TASK DESCRIPTION | Only the records, exactly as written, belong in the answer; pictures do not.

START DATASET CONTENT

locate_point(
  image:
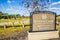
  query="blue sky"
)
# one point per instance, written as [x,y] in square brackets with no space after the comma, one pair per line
[17,7]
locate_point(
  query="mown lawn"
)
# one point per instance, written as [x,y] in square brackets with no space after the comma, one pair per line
[9,31]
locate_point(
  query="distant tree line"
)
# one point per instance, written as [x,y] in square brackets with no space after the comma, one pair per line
[6,16]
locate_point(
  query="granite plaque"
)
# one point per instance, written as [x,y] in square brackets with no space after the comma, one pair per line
[43,21]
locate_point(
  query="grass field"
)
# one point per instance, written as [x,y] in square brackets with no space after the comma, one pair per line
[11,30]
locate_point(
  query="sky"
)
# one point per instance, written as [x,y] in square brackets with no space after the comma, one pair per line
[18,7]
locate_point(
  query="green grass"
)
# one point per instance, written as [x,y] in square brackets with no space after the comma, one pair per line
[13,20]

END DATASET CONTENT

YOUR RESPONSE |
locate_point(
  image:
  query="blue sky"
)
# one point per instance, written as [x,y] in square brackets with no space after the comma, one pair per line
[17,7]
locate_point(
  query="mown lawn"
)
# one point per instance, written as [x,y] in square brackets with no space after the comma, one pair per line
[9,31]
locate_point(
  query="distant tree line"
)
# one point per instance, written as [x,y] in square brackets with no space after the comma, one pair per line
[6,16]
locate_point(
  query="granite plaque"
)
# one point per instance, written as [x,y] in square brackets with no space after the comma, one pair per line
[43,21]
locate_point(
  query="grass field"
)
# one point per instance, written as [x,y] in square brackets with no space after the comma, one pair per line
[11,30]
locate_point(
  query="sky"
)
# one point per instance, written as [x,y] in square brackets with no space after the comma, one pair per line
[18,7]
locate_point(
  query="green grass"
)
# one point per instance, written as [x,y] in square brackets with no space after the comma, one pair per line
[13,20]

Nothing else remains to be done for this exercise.